EXERCISE DESCRIPTION:
Once the line containing "Target: red and white sign" is found in the entries below, reproduce it and every line after it, stopping at and including the line containing "Where can the wooden fence panel"; reproduce nothing else, and keep each line exact.

DATA SUPPLIED:
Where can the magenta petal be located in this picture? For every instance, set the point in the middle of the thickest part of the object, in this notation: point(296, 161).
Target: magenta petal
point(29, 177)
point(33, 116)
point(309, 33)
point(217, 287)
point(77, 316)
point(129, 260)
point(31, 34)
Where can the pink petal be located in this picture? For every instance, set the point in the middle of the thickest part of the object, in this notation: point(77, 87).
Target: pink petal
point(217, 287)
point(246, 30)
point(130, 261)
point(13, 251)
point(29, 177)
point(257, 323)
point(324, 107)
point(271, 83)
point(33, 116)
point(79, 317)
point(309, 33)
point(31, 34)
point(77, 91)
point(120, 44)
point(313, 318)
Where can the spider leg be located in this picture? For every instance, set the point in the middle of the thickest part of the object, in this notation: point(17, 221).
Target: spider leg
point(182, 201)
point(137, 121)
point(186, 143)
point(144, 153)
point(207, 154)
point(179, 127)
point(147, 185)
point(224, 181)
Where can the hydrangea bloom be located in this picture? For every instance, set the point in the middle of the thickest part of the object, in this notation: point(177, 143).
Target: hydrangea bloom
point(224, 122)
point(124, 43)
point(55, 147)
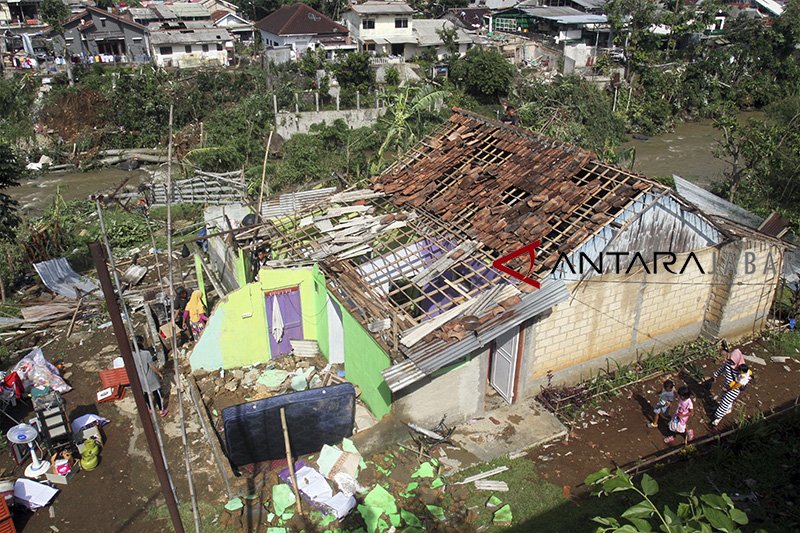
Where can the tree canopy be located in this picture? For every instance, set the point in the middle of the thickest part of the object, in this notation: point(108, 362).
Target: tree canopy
point(485, 74)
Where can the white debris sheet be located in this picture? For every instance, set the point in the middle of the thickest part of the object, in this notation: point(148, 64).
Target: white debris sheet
point(58, 276)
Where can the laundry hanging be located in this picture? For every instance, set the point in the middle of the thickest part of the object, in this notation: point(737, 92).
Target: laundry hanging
point(277, 320)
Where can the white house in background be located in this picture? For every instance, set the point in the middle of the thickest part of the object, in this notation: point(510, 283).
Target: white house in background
point(300, 27)
point(389, 28)
point(381, 27)
point(191, 47)
point(426, 32)
point(239, 27)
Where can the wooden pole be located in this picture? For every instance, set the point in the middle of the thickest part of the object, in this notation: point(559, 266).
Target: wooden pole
point(264, 176)
point(138, 394)
point(290, 461)
point(174, 342)
point(74, 316)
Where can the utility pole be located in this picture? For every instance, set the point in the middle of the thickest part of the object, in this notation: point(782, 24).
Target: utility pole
point(123, 342)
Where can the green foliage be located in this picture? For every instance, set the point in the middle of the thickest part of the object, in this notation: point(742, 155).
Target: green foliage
point(573, 110)
point(12, 168)
point(354, 71)
point(709, 512)
point(321, 155)
point(407, 111)
point(17, 95)
point(763, 159)
point(236, 135)
point(392, 76)
point(485, 74)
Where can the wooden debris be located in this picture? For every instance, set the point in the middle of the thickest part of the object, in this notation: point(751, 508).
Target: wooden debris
point(305, 348)
point(496, 486)
point(483, 475)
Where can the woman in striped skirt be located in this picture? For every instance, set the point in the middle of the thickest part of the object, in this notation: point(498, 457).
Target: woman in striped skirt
point(737, 376)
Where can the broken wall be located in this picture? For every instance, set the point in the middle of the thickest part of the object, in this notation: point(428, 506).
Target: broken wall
point(364, 360)
point(236, 334)
point(457, 391)
point(747, 273)
point(616, 316)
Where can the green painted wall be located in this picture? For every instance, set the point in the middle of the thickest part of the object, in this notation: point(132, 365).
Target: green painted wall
point(236, 334)
point(364, 360)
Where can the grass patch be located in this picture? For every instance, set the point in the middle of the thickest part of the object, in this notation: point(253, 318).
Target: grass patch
point(209, 517)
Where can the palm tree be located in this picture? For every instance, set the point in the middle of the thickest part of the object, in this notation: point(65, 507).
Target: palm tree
point(405, 113)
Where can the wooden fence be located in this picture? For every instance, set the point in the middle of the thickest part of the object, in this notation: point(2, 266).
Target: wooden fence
point(204, 188)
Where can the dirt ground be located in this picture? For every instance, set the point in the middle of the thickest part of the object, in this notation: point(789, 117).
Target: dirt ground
point(620, 435)
point(122, 493)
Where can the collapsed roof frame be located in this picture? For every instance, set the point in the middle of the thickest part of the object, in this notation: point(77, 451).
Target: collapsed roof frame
point(410, 269)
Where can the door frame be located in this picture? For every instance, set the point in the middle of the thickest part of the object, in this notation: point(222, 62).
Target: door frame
point(267, 317)
point(516, 365)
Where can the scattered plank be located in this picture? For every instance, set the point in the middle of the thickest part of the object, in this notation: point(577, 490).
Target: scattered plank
point(483, 475)
point(496, 486)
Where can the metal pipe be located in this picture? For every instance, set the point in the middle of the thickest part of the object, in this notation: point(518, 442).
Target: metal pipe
point(121, 335)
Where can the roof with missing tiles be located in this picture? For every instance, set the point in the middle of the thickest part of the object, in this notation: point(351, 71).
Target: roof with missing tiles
point(508, 187)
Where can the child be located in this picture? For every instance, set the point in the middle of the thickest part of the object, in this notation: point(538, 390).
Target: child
point(195, 315)
point(666, 397)
point(678, 423)
point(737, 380)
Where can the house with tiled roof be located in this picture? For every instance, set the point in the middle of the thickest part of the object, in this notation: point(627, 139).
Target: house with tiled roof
point(483, 262)
point(240, 28)
point(101, 36)
point(299, 27)
point(389, 28)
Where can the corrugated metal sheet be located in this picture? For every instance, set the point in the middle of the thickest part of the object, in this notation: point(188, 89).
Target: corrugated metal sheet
point(428, 357)
point(714, 205)
point(58, 276)
point(291, 203)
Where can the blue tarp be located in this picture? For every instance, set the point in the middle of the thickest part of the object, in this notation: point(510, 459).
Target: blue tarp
point(314, 417)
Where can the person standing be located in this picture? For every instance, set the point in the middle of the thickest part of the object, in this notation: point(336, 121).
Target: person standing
point(737, 376)
point(678, 424)
point(151, 377)
point(195, 313)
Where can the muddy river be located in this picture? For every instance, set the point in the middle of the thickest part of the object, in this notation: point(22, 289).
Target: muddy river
point(36, 194)
point(687, 152)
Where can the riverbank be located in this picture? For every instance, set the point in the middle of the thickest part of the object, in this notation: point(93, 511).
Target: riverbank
point(687, 151)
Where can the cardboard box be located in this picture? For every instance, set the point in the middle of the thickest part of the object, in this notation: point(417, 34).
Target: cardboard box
point(89, 433)
point(58, 479)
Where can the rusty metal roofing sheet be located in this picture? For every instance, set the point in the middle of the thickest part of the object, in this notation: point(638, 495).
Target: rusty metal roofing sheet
point(508, 187)
point(436, 353)
point(58, 276)
point(293, 203)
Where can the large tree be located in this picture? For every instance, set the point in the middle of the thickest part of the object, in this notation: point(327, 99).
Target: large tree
point(764, 159)
point(55, 13)
point(485, 74)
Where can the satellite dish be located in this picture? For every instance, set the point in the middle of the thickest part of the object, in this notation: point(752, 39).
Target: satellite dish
point(22, 434)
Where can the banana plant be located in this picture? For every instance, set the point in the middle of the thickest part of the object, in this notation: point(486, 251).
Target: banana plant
point(405, 112)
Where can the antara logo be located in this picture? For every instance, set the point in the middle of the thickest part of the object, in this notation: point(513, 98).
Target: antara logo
point(500, 264)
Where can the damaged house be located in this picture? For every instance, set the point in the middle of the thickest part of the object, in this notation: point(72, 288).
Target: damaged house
point(398, 283)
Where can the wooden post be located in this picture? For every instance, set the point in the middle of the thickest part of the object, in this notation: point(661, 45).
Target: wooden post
point(290, 460)
point(264, 172)
point(74, 316)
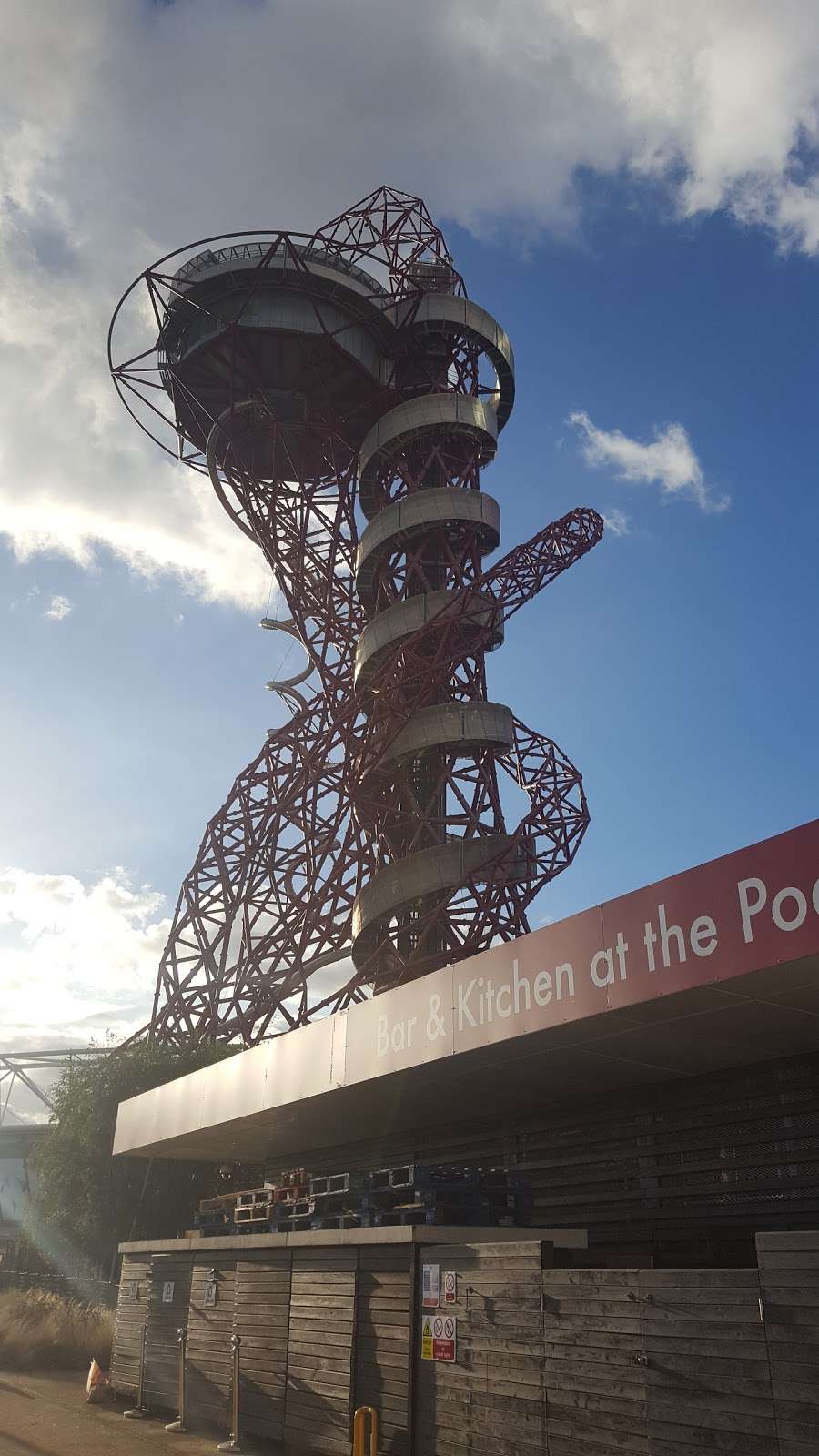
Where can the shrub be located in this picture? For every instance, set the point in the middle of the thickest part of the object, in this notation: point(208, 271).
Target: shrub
point(41, 1331)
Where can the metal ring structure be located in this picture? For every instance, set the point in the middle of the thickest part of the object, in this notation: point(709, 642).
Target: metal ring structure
point(421, 419)
point(450, 317)
point(417, 514)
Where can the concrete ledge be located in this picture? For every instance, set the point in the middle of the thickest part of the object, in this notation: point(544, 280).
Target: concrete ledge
point(411, 1234)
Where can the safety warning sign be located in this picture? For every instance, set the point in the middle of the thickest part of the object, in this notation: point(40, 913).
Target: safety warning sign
point(430, 1292)
point(439, 1336)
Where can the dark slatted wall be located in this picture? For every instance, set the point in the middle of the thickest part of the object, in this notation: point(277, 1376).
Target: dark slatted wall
point(383, 1327)
point(681, 1174)
point(164, 1321)
point(319, 1349)
point(131, 1309)
point(210, 1327)
point(490, 1402)
point(789, 1274)
point(261, 1321)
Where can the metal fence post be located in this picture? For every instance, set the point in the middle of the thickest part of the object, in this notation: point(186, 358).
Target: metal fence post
point(138, 1412)
point(235, 1443)
point(360, 1431)
point(179, 1423)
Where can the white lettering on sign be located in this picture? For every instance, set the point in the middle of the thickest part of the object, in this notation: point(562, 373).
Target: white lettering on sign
point(480, 1001)
point(672, 939)
point(753, 897)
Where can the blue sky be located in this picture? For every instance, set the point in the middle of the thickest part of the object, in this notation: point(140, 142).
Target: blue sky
point(675, 664)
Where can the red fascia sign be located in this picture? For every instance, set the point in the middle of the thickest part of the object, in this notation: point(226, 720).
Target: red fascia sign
point(749, 910)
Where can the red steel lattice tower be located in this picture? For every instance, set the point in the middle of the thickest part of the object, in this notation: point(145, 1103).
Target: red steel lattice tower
point(344, 395)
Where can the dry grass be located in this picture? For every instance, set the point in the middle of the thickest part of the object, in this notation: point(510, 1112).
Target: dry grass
point(41, 1331)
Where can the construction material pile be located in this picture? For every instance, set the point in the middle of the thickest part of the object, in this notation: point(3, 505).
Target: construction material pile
point(404, 1194)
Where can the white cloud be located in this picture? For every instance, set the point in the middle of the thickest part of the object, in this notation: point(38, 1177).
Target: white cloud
point(76, 960)
point(58, 609)
point(668, 460)
point(617, 521)
point(25, 601)
point(138, 127)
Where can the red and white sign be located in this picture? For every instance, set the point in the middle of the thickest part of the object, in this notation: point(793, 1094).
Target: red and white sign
point(746, 912)
point(430, 1286)
point(439, 1339)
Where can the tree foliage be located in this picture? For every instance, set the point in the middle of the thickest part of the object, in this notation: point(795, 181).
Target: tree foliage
point(85, 1201)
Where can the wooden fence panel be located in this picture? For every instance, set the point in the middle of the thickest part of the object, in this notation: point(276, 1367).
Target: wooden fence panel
point(131, 1310)
point(707, 1378)
point(319, 1349)
point(382, 1341)
point(261, 1320)
point(210, 1327)
point(490, 1402)
point(593, 1365)
point(167, 1314)
point(789, 1273)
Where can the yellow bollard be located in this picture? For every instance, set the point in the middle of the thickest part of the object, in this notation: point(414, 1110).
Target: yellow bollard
point(360, 1429)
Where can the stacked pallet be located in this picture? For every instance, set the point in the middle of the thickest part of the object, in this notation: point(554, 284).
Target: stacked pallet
point(385, 1198)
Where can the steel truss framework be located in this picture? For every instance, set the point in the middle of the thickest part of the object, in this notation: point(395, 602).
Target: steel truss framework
point(319, 380)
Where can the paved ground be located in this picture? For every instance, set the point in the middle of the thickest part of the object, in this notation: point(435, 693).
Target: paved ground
point(48, 1416)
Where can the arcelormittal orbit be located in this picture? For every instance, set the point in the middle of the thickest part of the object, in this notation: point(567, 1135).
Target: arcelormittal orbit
point(344, 395)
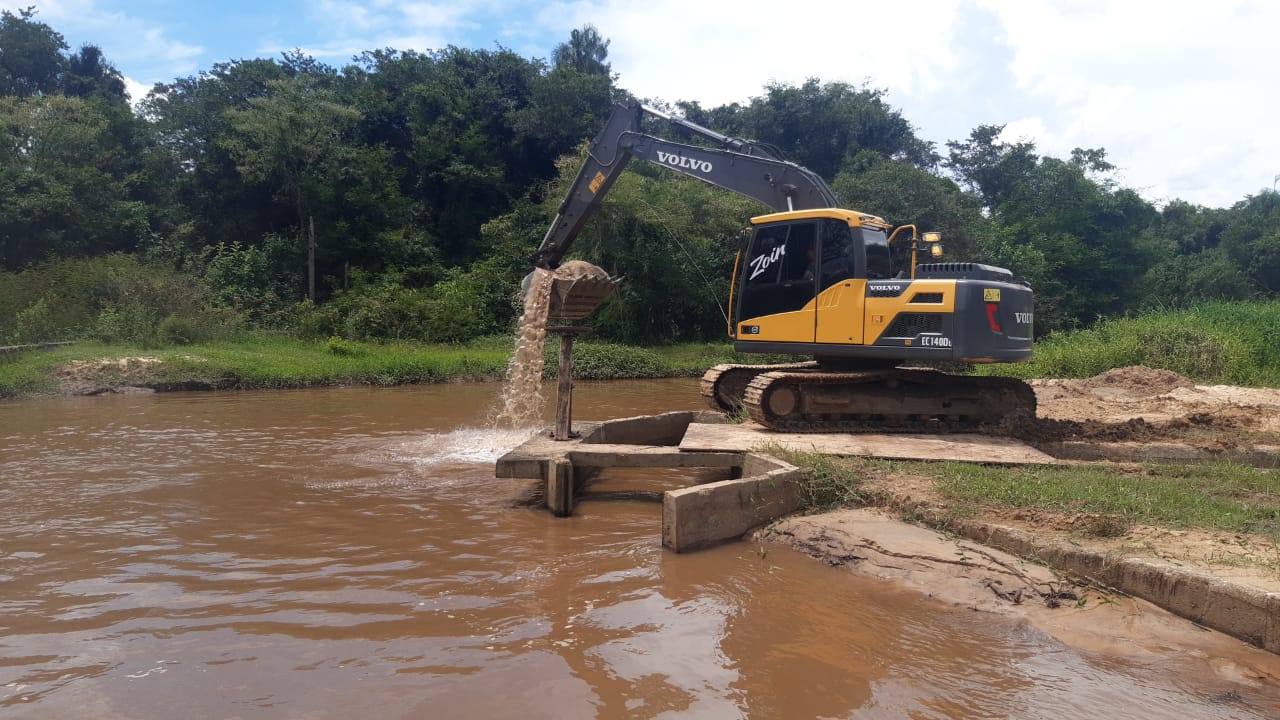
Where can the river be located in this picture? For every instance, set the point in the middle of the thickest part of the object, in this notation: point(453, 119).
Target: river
point(348, 554)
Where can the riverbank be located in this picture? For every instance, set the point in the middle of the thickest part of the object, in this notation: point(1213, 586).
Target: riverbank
point(1198, 540)
point(282, 363)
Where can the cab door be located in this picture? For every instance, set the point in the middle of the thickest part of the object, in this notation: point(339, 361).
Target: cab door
point(841, 292)
point(776, 302)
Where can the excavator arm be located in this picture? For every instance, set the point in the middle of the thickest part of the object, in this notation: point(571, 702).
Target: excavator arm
point(743, 167)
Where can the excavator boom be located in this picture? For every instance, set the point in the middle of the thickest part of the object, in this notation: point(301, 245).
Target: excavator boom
point(734, 164)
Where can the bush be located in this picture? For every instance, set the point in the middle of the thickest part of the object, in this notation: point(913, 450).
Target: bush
point(342, 347)
point(607, 361)
point(114, 299)
point(1225, 342)
point(35, 324)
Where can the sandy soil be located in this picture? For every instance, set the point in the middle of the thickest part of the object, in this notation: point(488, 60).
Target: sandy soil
point(1142, 404)
point(1128, 404)
point(968, 575)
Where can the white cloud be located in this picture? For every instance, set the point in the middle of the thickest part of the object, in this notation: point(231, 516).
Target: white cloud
point(126, 40)
point(1179, 92)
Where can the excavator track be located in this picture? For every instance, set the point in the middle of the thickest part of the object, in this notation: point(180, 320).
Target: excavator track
point(723, 386)
point(897, 400)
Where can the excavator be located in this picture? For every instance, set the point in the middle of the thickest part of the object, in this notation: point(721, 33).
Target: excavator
point(814, 279)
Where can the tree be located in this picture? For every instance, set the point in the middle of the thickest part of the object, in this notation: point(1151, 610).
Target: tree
point(62, 197)
point(904, 194)
point(585, 51)
point(822, 126)
point(31, 55)
point(988, 167)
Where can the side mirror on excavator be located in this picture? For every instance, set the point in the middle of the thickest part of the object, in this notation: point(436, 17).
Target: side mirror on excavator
point(935, 242)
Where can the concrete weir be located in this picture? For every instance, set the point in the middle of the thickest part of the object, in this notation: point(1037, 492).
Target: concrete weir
point(757, 488)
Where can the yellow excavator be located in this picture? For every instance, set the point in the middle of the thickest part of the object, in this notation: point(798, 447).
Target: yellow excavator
point(819, 281)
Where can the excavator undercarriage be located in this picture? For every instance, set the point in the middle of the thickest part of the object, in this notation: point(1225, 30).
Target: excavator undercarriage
point(805, 399)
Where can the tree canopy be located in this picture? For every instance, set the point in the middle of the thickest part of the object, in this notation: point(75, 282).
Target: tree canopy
point(430, 177)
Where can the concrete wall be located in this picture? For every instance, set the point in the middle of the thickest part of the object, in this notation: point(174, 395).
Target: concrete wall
point(713, 513)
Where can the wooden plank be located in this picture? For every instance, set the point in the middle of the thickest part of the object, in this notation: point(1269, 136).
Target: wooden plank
point(961, 447)
point(708, 514)
point(598, 455)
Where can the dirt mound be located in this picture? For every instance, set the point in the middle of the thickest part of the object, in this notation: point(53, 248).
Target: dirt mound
point(1137, 379)
point(1141, 404)
point(581, 269)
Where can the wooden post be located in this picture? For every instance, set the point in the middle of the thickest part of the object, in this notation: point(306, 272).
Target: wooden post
point(565, 391)
point(311, 260)
point(560, 487)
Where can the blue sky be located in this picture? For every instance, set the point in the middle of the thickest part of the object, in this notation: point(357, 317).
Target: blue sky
point(1182, 94)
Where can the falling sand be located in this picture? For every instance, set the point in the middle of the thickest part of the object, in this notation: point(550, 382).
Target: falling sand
point(522, 396)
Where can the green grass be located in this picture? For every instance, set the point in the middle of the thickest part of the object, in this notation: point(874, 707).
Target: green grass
point(1216, 496)
point(828, 482)
point(278, 361)
point(1217, 342)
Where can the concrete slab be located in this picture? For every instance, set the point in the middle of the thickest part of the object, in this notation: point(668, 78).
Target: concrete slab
point(963, 447)
point(1265, 456)
point(713, 513)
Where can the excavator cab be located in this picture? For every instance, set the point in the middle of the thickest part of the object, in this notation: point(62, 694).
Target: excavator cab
point(804, 274)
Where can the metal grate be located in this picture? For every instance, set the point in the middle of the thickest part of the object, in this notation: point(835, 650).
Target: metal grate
point(910, 324)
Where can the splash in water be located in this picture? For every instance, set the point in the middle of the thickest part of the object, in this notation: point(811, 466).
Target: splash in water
point(522, 395)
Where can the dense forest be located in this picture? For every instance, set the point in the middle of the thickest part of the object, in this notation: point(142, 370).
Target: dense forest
point(426, 180)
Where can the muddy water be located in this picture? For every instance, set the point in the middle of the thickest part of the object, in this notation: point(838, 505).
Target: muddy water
point(346, 552)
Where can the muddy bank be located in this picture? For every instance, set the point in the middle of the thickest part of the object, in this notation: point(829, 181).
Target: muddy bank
point(964, 574)
point(1142, 404)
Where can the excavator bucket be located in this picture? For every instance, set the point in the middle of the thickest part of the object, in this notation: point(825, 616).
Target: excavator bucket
point(577, 290)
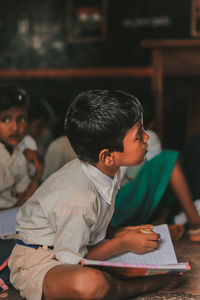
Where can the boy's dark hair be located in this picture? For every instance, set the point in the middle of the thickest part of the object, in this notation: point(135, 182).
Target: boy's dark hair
point(12, 96)
point(100, 119)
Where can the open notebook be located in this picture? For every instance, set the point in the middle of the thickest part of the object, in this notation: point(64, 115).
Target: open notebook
point(161, 261)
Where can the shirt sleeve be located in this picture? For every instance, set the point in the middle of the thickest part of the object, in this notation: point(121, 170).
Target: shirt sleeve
point(73, 234)
point(6, 177)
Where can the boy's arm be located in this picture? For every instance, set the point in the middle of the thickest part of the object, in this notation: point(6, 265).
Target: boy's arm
point(128, 239)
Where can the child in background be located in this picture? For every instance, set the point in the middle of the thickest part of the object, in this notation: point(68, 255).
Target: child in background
point(15, 185)
point(68, 216)
point(41, 120)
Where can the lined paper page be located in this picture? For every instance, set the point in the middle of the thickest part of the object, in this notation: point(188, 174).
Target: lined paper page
point(165, 254)
point(8, 221)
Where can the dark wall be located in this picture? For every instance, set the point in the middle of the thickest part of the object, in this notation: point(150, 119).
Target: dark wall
point(33, 35)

RESPONSE:
Target: red and white sign
point(746, 912)
point(430, 1286)
point(439, 1339)
Where can the tree foliage be located in this picture? For every instance, set the point in the middle of the thickest part of the object, in this notation: point(795, 181).
Target: tree foliage
point(85, 1201)
Where can the wooden fence panel be located in this picture? For every instance, set the point in the middle of the thickest part of the object, in this notation: point(276, 1367).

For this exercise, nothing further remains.